# DIRECTION
Rewrite every line of the listing below with "dot" changed to "point" and everything else kept the same. Omit the pictures from your copy.

Dataset entries
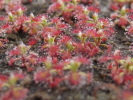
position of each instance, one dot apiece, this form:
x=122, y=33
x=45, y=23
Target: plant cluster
x=53, y=47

# RESPONSE TO THE TASK
position of each instance, one point apiece, this form:
x=122, y=33
x=45, y=23
Target: plant cluster
x=53, y=47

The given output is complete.